** Task to carry out **
Output the lines below as a JSON list of strings, with one string for each line and any blank lines omitted.

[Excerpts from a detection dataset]
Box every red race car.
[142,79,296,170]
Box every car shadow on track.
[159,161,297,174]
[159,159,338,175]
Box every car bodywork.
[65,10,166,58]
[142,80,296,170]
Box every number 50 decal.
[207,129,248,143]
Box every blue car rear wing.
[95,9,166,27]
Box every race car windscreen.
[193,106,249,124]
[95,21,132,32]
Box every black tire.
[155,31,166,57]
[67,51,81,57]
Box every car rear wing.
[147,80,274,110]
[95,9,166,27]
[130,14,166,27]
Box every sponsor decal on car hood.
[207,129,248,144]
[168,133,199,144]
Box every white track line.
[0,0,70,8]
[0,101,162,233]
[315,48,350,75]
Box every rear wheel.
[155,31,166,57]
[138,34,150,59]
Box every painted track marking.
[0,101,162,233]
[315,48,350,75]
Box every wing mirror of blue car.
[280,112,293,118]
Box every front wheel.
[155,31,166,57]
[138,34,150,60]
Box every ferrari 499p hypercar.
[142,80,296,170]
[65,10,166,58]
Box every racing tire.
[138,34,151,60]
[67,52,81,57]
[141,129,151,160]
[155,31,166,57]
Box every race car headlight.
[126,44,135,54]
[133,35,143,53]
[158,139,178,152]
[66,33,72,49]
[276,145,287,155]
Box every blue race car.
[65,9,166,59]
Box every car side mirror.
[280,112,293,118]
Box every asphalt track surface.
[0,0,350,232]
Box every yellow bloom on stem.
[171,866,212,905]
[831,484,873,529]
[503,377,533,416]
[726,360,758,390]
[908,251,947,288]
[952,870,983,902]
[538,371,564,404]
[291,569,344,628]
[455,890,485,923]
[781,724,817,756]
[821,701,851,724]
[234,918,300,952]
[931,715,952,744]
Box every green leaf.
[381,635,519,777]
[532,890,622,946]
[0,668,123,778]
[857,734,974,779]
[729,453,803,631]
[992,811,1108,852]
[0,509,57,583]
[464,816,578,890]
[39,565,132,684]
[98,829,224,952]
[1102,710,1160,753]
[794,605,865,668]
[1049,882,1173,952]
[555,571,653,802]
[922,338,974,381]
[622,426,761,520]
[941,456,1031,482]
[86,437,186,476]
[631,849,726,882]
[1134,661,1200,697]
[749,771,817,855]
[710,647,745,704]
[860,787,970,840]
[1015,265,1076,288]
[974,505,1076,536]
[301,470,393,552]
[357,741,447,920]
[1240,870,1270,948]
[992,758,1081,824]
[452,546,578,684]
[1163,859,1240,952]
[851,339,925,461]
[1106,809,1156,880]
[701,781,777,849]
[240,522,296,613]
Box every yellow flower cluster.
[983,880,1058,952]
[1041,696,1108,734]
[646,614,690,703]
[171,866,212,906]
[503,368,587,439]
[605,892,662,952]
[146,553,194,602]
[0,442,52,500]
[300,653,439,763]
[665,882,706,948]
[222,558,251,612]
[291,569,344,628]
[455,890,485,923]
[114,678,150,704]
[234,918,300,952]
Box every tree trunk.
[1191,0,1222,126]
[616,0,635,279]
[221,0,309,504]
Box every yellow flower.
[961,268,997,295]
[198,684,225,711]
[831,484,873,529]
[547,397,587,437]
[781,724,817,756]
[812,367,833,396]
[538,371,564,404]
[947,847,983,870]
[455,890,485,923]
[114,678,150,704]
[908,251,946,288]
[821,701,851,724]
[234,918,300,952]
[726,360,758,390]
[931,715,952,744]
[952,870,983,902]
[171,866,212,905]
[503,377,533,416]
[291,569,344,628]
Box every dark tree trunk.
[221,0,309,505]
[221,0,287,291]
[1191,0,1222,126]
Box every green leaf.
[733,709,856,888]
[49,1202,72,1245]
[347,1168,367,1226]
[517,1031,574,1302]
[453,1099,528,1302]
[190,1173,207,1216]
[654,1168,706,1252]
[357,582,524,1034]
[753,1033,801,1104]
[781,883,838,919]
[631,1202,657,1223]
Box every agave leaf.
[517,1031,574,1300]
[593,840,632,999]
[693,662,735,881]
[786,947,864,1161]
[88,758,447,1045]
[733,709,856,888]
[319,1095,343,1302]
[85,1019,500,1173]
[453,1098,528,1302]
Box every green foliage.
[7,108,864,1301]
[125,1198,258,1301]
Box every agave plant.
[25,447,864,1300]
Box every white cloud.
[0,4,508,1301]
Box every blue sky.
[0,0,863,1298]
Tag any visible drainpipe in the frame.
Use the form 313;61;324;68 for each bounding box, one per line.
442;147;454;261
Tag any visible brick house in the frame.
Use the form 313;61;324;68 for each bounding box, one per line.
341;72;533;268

** Expected answer **
[
  "Box every red race car.",
  "[142,79,296,170]",
  "Box every car shadow on track.",
  "[159,161,297,174]",
  "[159,159,338,175]",
  "Box every car bodywork.",
  "[65,10,166,58]",
  "[142,80,296,170]",
  "Box every number 50 decal.",
  "[207,129,248,143]",
  "Box every blue car rear wing.",
  "[95,9,166,27]",
  "Box every race car windscreen.",
  "[193,106,249,124]",
  "[95,21,132,32]",
  "Box every black tire.",
  "[155,31,166,57]",
  "[67,51,81,57]",
  "Box every car rear wing.",
  "[147,80,274,110]",
  "[95,9,166,27]",
  "[130,14,166,27]",
  "Box every sponsor decal on car hood.",
  "[207,129,248,144]",
  "[168,133,199,144]",
  "Box every white track line.",
  "[0,0,70,8]",
  "[0,101,162,233]",
  "[315,48,350,75]",
  "Box every rear wheel.",
  "[155,31,166,57]",
  "[138,34,150,59]",
  "Box every painted track marking.",
  "[0,101,162,233]",
  "[315,48,350,75]",
  "Box every wing mirror of blue car.",
  "[280,112,293,118]",
  "Box every front wheel.",
  "[155,31,166,57]",
  "[138,34,150,60]",
  "Box every ferrari 499p hypercar.",
  "[142,80,296,170]",
  "[65,10,166,58]",
  "Box every racing tire.",
  "[138,34,151,60]",
  "[67,52,81,57]",
  "[141,129,151,160]",
  "[155,31,166,57]",
  "Box every race car headlight.",
  "[126,44,135,54]",
  "[133,35,143,53]",
  "[158,139,178,152]",
  "[66,33,72,49]",
  "[276,145,287,155]",
  "Box every blue race car.",
  "[65,9,166,59]",
  "Box every car side mirror.",
  "[280,112,293,118]",
  "Box every asphalt track surface.",
  "[0,0,350,232]",
  "Box every yellow bloom on stem.",
  "[171,866,212,905]",
  "[831,484,873,529]",
  "[503,377,533,416]",
  "[726,360,758,390]",
  "[908,251,947,288]",
  "[952,870,983,902]",
  "[538,371,564,404]",
  "[291,569,344,628]",
  "[455,890,485,923]",
  "[781,724,817,756]",
  "[821,701,851,724]",
  "[234,918,300,952]",
  "[931,715,952,744]",
  "Box every green leaf.",
  "[381,635,519,777]",
  "[532,890,622,946]",
  "[0,668,123,778]",
  "[857,734,974,779]",
  "[729,453,803,631]",
  "[992,811,1108,852]",
  "[0,509,57,583]",
  "[464,816,578,890]",
  "[39,565,132,684]",
  "[98,829,224,952]",
  "[1102,710,1160,753]",
  "[794,605,865,668]",
  "[1049,882,1173,952]",
  "[555,571,653,802]",
  "[922,338,974,381]",
  "[622,426,761,520]",
  "[941,456,1031,482]",
  "[86,437,186,476]",
  "[631,849,726,882]",
  "[1134,661,1200,697]",
  "[749,771,817,855]",
  "[710,647,745,704]",
  "[860,787,970,840]",
  "[1015,265,1076,288]",
  "[974,505,1076,536]",
  "[301,470,393,552]",
  "[357,741,447,920]",
  "[1240,870,1270,948]",
  "[992,758,1081,824]",
  "[452,546,578,684]",
  "[1163,859,1240,952]",
  "[851,339,925,461]",
  "[1106,809,1156,880]",
  "[701,781,777,849]",
  "[240,522,296,613]",
  "Box every yellow flower cluster.",
  "[983,880,1058,952]",
  "[1041,696,1108,734]",
  "[646,614,690,703]",
  "[171,866,212,906]",
  "[503,368,587,439]",
  "[605,892,662,952]",
  "[146,553,194,602]",
  "[0,442,52,500]",
  "[300,653,439,763]",
  "[665,882,706,948]",
  "[222,558,251,612]",
  "[291,569,344,628]",
  "[455,890,485,923]",
  "[114,678,150,704]",
  "[234,918,300,952]",
  "Box every tree trunk.",
  "[1191,0,1222,126]",
  "[616,0,635,279]",
  "[221,0,309,504]",
  "Box every yellow flower.",
  "[961,268,997,295]",
  "[198,684,225,711]",
  "[831,484,873,529]",
  "[547,397,587,437]",
  "[781,724,817,756]",
  "[812,367,833,396]",
  "[538,371,564,404]",
  "[947,847,983,870]",
  "[455,890,485,923]",
  "[114,678,150,704]",
  "[908,251,946,288]",
  "[821,701,851,724]",
  "[234,918,300,952]",
  "[726,360,758,390]",
  "[931,715,952,744]",
  "[952,870,983,902]",
  "[171,866,212,905]",
  "[503,377,533,416]",
  "[291,569,344,628]",
  "Box every dark tree trunk.",
  "[221,0,309,505]",
  "[221,0,287,291]",
  "[1191,0,1222,126]",
  "Box every green leaf.",
  "[733,709,856,888]",
  "[49,1202,72,1245]",
  "[347,1168,367,1226]",
  "[517,1031,574,1302]",
  "[453,1099,528,1302]",
  "[190,1173,207,1216]",
  "[654,1168,706,1252]",
  "[357,582,524,1034]",
  "[753,1033,801,1104]",
  "[781,883,838,919]",
  "[631,1202,657,1223]",
  "Box every agave leaf.",
  "[517,1031,574,1300]",
  "[593,840,632,999]",
  "[693,662,735,881]",
  "[786,947,864,1161]",
  "[88,758,447,1045]",
  "[733,709,856,888]",
  "[319,1095,343,1302]",
  "[85,1019,500,1173]",
  "[453,1098,528,1302]",
  "Box every green foliage.",
  "[7,108,864,1301]",
  "[125,1198,258,1301]",
  "Box every agave plant.",
  "[25,447,864,1300]",
  "Box every white cloud.",
  "[0,4,508,1301]",
  "Box every blue sky.",
  "[0,0,863,1298]",
  "Tag any visible drainpipe in the frame.",
  "Use the form 313;61;324;68 for each bounding box, one per line.",
  "442;147;454;261",
  "Tag any visible brick house in the frame.",
  "Use the form 313;61;324;68 for each bounding box, one per line.",
  "341;72;533;268"
]